> [Excerto do documento]
********************
Quanto mais baixa é a qualificação da profissão maior é destruição, registando-se mesmo o aumento de emprego nas profissões de maior qualificação

O quadro 2, também com dados do INE, ilustra bem a forma desigual como a crise económica causada pela pandemia está a afetar os próprios trabalhadores com níveis de qualificação diferentes.

 

Quadro 2 – Variação do emprego em profissões importantes durante a pandemia

Também a nível de profissões se verifica efeitos desiguais da crise económica e social causada pela pandemia. Enquanto nas profissões mais qualificadas se verifica até um aumento significativo do emprego durante a própria pandemia, como aconteceu com a “Especialistas das atividades intelectuais e cientificas”, cujo emprego aumentou em 80.100 em apenas 6 meses, em profissões como menor qualificação, como “Trabalhadores dos serviços pessoais, de proteção e segurança e vendedores” a destruição de emprego atingiu 57.100; na de “Operadores de instalações e maquinas” foram destruídos 33.800 empregos, e na de “Trabalhadores não qualificados” desapareceram 48.200 empregos.
********************
> [Dados extraídos]

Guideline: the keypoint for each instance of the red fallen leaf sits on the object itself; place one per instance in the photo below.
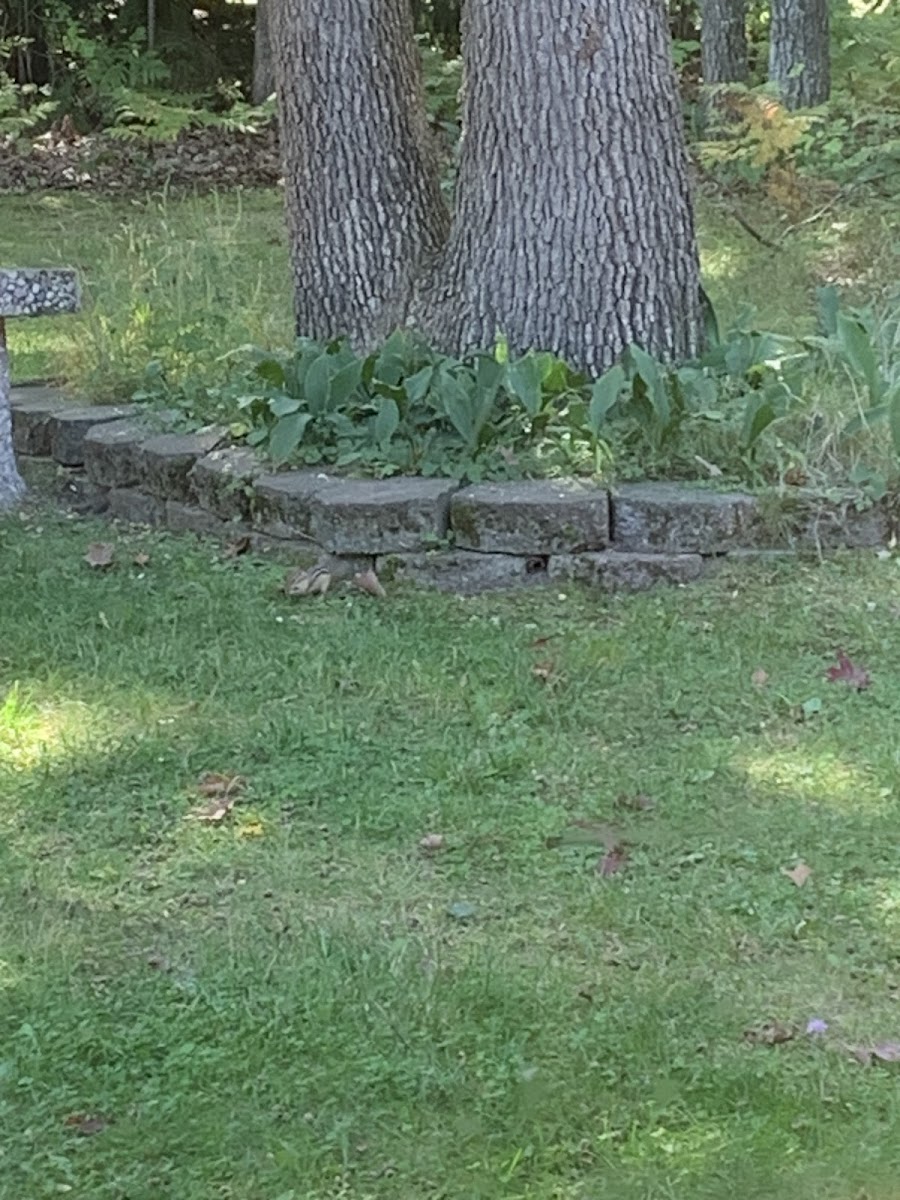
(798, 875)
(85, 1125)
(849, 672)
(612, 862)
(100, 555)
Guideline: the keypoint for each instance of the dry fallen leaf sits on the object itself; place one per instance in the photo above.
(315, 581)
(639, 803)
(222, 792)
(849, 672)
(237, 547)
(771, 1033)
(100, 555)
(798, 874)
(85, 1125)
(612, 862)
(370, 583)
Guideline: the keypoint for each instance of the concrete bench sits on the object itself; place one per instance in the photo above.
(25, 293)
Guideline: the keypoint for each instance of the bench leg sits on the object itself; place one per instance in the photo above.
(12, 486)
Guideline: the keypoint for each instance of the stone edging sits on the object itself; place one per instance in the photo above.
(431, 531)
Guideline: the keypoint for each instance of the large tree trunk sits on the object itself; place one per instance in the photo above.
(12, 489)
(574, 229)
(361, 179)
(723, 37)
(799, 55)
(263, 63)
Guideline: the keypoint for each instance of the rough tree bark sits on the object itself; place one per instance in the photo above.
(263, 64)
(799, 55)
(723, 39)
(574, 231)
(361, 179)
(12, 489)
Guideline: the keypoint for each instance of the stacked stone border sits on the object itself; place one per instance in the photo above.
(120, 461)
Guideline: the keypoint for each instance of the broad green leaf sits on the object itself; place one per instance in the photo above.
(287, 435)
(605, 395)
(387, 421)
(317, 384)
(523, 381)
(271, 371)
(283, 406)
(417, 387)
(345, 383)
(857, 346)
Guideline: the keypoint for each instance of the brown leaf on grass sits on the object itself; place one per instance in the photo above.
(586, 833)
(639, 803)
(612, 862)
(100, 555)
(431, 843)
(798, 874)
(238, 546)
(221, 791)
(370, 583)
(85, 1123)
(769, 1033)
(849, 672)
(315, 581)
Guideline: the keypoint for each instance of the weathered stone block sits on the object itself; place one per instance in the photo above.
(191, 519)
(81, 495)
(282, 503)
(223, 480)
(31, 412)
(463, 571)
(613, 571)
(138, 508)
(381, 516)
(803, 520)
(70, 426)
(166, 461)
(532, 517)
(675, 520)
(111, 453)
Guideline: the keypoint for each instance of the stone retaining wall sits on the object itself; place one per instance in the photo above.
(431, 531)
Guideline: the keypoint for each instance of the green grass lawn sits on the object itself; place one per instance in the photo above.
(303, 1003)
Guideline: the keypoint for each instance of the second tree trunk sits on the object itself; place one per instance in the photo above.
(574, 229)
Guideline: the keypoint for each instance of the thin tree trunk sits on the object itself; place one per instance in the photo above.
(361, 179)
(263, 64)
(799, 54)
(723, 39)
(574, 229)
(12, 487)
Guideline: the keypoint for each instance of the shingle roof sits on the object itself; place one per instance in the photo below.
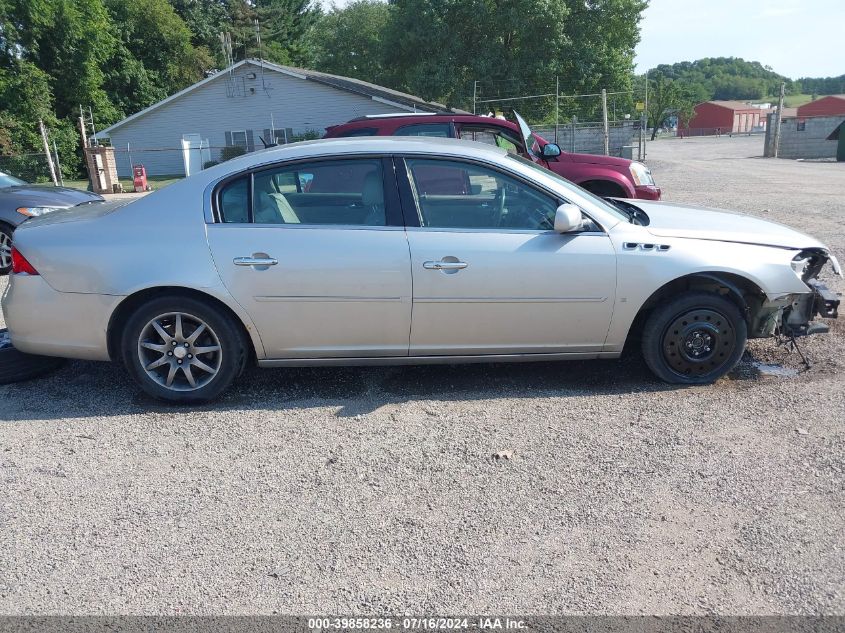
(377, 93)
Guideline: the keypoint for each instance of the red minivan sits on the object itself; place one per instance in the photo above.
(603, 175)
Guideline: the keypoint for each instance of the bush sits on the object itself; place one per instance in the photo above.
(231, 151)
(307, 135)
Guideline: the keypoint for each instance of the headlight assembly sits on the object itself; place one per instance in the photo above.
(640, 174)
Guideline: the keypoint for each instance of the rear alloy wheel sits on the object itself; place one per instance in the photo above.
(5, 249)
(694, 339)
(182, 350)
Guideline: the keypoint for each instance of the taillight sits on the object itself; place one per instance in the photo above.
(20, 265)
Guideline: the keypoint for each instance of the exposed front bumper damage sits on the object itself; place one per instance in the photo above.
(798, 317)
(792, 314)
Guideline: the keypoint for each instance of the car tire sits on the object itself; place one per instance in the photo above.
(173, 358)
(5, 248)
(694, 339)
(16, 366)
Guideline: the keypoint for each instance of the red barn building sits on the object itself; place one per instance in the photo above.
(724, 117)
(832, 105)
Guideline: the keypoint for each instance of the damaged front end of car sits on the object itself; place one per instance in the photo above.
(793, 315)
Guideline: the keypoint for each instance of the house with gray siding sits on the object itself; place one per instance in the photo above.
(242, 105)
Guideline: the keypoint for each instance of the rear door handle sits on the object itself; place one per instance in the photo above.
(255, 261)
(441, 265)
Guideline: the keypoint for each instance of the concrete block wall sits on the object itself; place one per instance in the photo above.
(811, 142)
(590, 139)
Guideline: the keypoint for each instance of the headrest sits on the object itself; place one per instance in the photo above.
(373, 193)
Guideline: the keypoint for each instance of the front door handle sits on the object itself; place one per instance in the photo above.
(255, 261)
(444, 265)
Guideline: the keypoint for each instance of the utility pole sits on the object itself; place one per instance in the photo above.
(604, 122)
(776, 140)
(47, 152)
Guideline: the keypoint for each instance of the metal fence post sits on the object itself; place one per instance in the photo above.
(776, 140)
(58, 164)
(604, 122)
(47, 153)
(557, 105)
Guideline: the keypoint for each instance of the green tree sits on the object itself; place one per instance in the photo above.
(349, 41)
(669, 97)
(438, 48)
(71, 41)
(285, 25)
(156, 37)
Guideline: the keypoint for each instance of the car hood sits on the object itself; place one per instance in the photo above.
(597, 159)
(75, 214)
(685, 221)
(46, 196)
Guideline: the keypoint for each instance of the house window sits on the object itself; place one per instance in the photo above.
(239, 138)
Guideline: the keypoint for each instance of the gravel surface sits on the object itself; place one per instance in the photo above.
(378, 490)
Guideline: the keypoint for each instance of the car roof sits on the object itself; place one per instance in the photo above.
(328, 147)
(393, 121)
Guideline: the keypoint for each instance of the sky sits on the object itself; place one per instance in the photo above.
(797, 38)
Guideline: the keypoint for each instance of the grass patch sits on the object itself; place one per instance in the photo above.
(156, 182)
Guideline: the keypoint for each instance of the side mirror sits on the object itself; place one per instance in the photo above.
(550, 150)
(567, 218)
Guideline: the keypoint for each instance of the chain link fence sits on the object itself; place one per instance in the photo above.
********************
> [Instruções de trabalho]
a - Reproduza fielmente, do excerto sobre o emprego durante a pandemia, o trecho desde "Quadro 2 – Variação" até "desapareceram 48.200 empregos.".
b - Prossiga o excerto sobre o emprego durante a pandemia a partir da última frase apresentada.

> [Respostas às tarefas]
a -
Quadro 2 – Variação do emprego em profissões importantes durante a pandemia

Também a nível de profissões se verifica efeitos desiguais da crise económica e social causada pela pandemia. Enquanto nas profissões mais qualificadas se verifica até um aumento significativo do emprego durante a própria pandemia, como aconteceu com a “Especialistas das atividades intelectuais e cientificas”, cujo emprego aumentou em 80.100 em apenas 6 meses, em profissões como menor qualificação, como “Trabalhadores dos serviços pessoais, de proteção e segurança e vendedores” a destruição de emprego atingiu 57.100; na de “Operadores de instalações e maquinas” foram destruídos 33.800 empregos, e na de “Trabalhadores não qualificados” desapareceram 48.200 empregos.

b -
Os efeitos da crise num país cujo reduzido crescimento económico verificado nos últimos anos assentava em empregos de baixa escolaridade e qualificação estão a ser dramáticos como os números do INE mostram de uma forma clara, o que não é detetado pelas análises habituais dos números globais do emprego.

Também em relação ao tipo de contrato que o trabalhador tem verificam-se consequências diferentes causadas pela crise económica e social devido ao COVID 19.

 

Quadro 3 – Variação do emprego de acordo com o tipo de contrato do trabalhador

Num período de apenas de 6 meses, o emprego a tempo completo diminuiu em 66.200, mas o dos  trabalhadores com contrato sem termo aumentou em 32.000, enquanto os com contratos a prazo reduziu-se em 65.000. Os trabalhadores precários são, numa crise, os principais a perderem o emprego. O que já se sabia é confirmado pelos dados divulgados pelo INE.

 

O aumento da subutilização do trabalho em Portugal e a dimensão da riqueza não criada (perdida) causada pela crise económica e social

As consequências económicas e sociais que a crise está a causar são enormes a nível da “subutilização do trabalho” com revelam os dados do INE que estão no quadro seguinte.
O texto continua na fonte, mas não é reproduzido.